=== What you need to do ===
1. In the kernel memory randomization patch review, what default does the reviewer suggest for the new option?
2. Write the next part of the kernel memory randomization patch review, starting after its last line.

=== Text provided ===
◆ ◆ ◆
It could but I would rather group them. There is no value having one
without the other.

>> + default n
>
> As such, maybe the default should be:
>
> default RANDOMIZE_BASE
>

Changed for next iteration.

>> + ---help---
>> + Randomizes the virtual address of memory sections (physical memory
>
> How about: Randomizes the base virtual address of kernel memory sections ...
>

Changed for next iteration.

>> + mapping, vmalloc & vmemmap). This security feature mitigates exploits
>> + relying on predictable memory locations.
>
> And "This security feature makes exploits relying on predictable
> memory locations less reliable." ?
>

Changed for next iteration.

>> +
>> + Base and padding between memory section is randomized. Their order is
>> + not. Entropy is generated in the same way as RANDOMIZE_BASE.
>
> Since base would be mentioned above and padding is separate, I'd change this to:
>
> The order of allocations remains unchanged. Entropy is generated ...
>

Changed for next iteration.

>> +
>> + If unsure, say N.
>> +
>> config HOTPLUG_CPU
>> bool "Support for hot-pluggable CPUs"
>> depends on SMP
>> diff --git a/arch/x86/include/asm/kaslr.h b/arch/x86/include/asm/kaslr.h
>> index 2ae1429..12c7742 100644
>> --- a/arch/x86/include/asm/kaslr.h
>> +++ b/arch/x86/include/asm/kaslr.h
>> @@ -3,4 +3,16 @@
>>
>> unsigned long kaslr_get_random_boot_long(void);
>>
>> +#ifdef CONFIG_RANDOMIZE_MEMORY
>> +extern unsigned long page_offset_base;
>> +extern unsigned long vmalloc_base;
>> +extern unsigned long vmemmap_base;
>> +
>> +void kernel_randomize_memory(void);
>> +void kaslr_trampoline_init(void);
>> +#else
>> +static inline void kernel_randomize_memory(void) { }
>> +static inline void kaslr_trampoline_init(void) { }
>> +#endif /* CONFIG_RANDOMIZE_MEMORY */
>> +
>> #endif
>> diff --git a/arch/x86/include/asm/page_64_types.h b/arch/x86/include/asm/page_64_types.h
>> index d5c2f8b..9215e05 100644
>> --- a/arch/x86/include/asm/page_64_types.h
>> +++ b/arch/x86/include/asm/page_64_types.h
>> @@ -1,6 +1,10 @@
>> #ifndef _ASM_X86_PAGE_64_DEFS_H
>> #define _ASM_X86_PAGE_64_DEFS_H
>>
>> +#ifndef __ASSEMBLY__
>> +#include <asm/kaslr.h>
>> +#endif
>> +
>> #ifdef CONFIG_KASAN
>> #define KASAN_STACK_ORDER 1
>> #else
>> @@ -32,7 +36,12 @@
>> * hypervisor to fit. Choosing 16 slots here is arbitrary, but it's
>> * what Xen requires.
◆ ◆ ◆
[Named region outline records]
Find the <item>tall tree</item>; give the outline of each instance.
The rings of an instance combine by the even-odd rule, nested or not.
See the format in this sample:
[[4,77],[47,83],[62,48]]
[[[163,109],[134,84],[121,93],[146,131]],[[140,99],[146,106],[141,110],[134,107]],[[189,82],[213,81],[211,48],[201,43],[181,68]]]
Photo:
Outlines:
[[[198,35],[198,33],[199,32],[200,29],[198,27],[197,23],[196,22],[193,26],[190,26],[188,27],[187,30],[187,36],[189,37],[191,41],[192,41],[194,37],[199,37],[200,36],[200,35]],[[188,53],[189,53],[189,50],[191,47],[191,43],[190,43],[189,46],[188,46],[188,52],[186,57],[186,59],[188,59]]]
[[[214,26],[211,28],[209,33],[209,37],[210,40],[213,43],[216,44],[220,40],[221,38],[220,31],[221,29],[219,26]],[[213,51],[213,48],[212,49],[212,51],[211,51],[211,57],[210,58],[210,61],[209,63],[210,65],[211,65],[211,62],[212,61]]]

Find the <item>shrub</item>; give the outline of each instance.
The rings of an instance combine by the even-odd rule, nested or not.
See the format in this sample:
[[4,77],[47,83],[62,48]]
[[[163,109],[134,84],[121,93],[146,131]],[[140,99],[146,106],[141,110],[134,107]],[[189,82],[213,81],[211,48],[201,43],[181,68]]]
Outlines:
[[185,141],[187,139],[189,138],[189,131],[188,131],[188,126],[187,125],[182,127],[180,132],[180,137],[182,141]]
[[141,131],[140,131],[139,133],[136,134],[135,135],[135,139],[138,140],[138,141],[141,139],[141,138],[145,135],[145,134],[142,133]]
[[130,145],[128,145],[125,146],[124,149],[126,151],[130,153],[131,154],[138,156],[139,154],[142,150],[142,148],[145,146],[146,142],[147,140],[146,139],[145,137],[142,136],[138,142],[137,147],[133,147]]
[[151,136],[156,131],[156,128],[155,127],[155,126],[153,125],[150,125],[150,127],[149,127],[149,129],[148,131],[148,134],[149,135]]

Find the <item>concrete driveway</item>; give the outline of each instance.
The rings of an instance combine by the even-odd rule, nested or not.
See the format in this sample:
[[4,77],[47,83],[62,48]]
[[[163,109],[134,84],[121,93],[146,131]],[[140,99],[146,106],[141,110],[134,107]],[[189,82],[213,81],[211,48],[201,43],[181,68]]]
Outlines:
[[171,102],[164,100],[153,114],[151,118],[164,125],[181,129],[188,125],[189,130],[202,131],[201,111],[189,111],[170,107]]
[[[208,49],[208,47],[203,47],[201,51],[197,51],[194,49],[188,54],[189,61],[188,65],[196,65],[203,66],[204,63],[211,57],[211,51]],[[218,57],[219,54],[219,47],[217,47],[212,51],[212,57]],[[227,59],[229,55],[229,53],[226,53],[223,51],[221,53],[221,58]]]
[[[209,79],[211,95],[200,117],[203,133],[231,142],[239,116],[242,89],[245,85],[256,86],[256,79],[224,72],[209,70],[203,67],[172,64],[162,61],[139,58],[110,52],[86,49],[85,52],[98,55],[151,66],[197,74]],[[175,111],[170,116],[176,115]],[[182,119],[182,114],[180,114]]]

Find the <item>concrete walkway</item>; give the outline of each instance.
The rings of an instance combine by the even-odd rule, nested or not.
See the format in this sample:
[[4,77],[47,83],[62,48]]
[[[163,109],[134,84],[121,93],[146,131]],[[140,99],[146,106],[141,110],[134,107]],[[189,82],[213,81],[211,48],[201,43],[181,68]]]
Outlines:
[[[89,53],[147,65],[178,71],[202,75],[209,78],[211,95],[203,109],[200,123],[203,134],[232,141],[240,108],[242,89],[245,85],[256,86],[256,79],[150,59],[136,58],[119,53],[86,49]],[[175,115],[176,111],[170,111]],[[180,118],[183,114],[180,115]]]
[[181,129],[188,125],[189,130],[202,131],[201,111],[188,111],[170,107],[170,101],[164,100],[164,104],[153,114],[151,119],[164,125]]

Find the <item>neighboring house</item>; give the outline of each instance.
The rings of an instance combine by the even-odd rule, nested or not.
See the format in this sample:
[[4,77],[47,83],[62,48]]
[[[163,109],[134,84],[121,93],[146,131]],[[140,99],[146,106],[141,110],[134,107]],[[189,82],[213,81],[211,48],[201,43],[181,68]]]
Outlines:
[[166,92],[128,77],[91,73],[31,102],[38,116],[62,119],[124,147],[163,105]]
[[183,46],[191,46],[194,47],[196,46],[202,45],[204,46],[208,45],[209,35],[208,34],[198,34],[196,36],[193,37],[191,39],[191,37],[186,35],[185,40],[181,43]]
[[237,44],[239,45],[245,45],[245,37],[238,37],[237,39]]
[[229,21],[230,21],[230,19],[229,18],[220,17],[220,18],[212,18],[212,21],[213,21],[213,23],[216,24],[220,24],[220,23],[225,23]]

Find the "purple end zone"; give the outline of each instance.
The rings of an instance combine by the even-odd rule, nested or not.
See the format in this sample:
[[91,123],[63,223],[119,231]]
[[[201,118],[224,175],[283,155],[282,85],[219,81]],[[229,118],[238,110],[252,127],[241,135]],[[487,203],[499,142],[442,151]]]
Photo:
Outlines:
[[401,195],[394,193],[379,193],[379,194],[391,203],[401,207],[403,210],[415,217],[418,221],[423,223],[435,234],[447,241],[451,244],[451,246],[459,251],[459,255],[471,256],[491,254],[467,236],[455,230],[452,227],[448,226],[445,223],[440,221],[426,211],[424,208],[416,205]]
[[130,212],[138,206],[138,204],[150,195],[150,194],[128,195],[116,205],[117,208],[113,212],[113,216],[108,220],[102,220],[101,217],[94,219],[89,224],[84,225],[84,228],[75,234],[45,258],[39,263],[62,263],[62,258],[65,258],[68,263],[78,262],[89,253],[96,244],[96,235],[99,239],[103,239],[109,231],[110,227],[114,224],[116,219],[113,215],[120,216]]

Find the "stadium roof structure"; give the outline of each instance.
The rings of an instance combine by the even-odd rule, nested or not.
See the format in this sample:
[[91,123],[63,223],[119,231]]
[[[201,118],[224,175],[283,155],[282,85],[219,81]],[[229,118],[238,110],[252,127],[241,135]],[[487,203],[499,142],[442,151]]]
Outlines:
◆ ◆ ◆
=== Solved problems ===
1. default RANDOMIZE_BASE

2.
>> */
>> -#define __PAGE_OFFSET _AC(0xffff880000000000, UL)
>> +#define __PAGE_OFFSET_BASE _AC(0xffff880000000000, UL)
>> +#ifdef CONFIG_RANDOMIZE_MEMORY
>> +#define __PAGE_OFFSET page_offset_base
>> +#else
>> +#define __PAGE_OFFSET __PAGE_OFFSET_BASE
>> +#endif /* CONFIG_RANDOMIZE_MEMORY */
>>
>> #define __START_KERNEL_map _AC(0xffffffff80000000, UL)
>>
>> diff --git a/arch/x86/include/asm/pgtable_64.h b/arch/x86/include/asm/pgtable_64.h
>> index 2ee7811..0dfec89 100644
>> --- a/arch/x86/include/asm/pgtable_64.h
>> +++ b/arch/x86/include/asm/pgtable_64.h
>> @@ -21,6 +21,7 @@ extern pmd_t level2_fixmap_pgt[512];
>> extern pmd_t level2_ident_pgt[512];
>> extern pte_t level1_fixmap_pgt[512];
>> extern pgd_t init_level4_pgt[];
>> +extern pgd_t trampoline_pgd_entry;
>>
>> #define swapper_pg_dir init_level4_pgt
>>
>> diff --git a/arch/x86/include/asm/pgtable_64_types.h b/arch/x86/include/asm/pgtable_64_types.h
>> index e6844df..d388739 100644
>> --- a/arch/x86/include/asm/pgtable_64_types.h
>> +++ b/arch/x86/include/asm/pgtable_64_types.h
>> @@ -5,6 +5,7 @@
>>
>> #ifndef __ASSEMBLY__
>> #include <linux/types.h>
>> +#include <asm/kaslr.h>
>>
>> /*
>> * These are used to make use of C type-checking..
>> @@ -54,9 +55,17 @@ typedef struct { pteval_t pte; } pte_t;
>>
>> /* See Documentation/x86/x86_64/mm.txt for a description of the memory map. */
>> #define MAXMEM _AC(__AC(1, UL) << MAX_PHYSMEM_BITS, UL)
>> -#define VMALLOC_START _AC(0xffffc90000000000, UL)
>> -#define VMALLOC_END _AC(0xffffe8ffffffffff, UL)
>> -#define VMEMMAP_START _AC(0xffffea0000000000, UL)
>> +#define VMALLOC_SIZE_TB _AC(32, UL)
>> +#define __VMALLOC_BASE _AC(0xffffc90000000000, UL)
>> +#define __VMEMMAP_BASE _AC(0xffffea0000000000, UL)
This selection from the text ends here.